### Texte source
COUR NATIONALE DU DROIT D’ASILE
RÉPUBLIQUE FRANÇAISE 23009173
___________
AU NOM DU PEUPLE FRANÇAIS Mme X Y Z
___________
La Cour nationale du droit d’asile M. Houist
Président
___________ (3ème Section, 4ème Chambre)
Audience du 16 octobre 2023 Lecture du 23 octobre 2023 ___________
Vu la procédure suivante :
Par un recours et un mémoire enregistrés le 28 février 2023 et le 12 octobre 2023, Mme X Y Z, représentée par Me AA demande à la Cour :
1°) d’annuler la décision du 28 novembre 2022 par laquelle le directeur général de l’Office français de protection des réfugiés et apatrides (OFPRA) a rejeté sa demande d’asile et de lui reconnaître la qualité de réfugiée ou, à défaut, de lui accorder le bénéfice de la protection subsidiaire ;
2°) de mettre à la charge de l’OFPRA la somme de 1.700 euros à verser à Me AA en application de l’article 37 de la loi n° 91-647 du 10 juillet 1991.

### Données fournies

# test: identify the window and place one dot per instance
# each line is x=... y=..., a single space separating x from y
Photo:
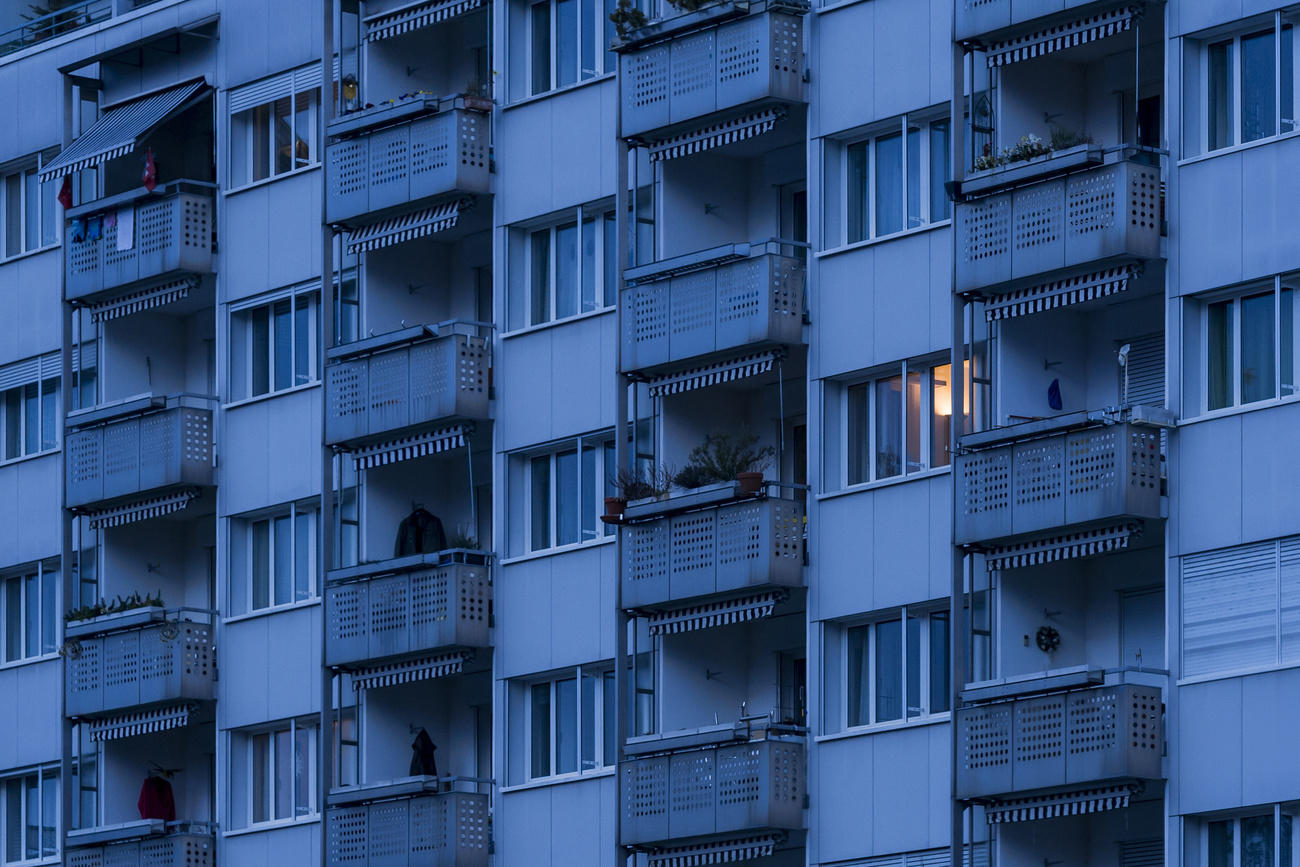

### Énoncé
Dans le texte source, quelle somme Mme X Y Z demande-t-elle à la Cour de mettre à la charge de l'OFPRA ?

### Réponse
Elle demande la somme de 1.700 euros, à verser à Me AA.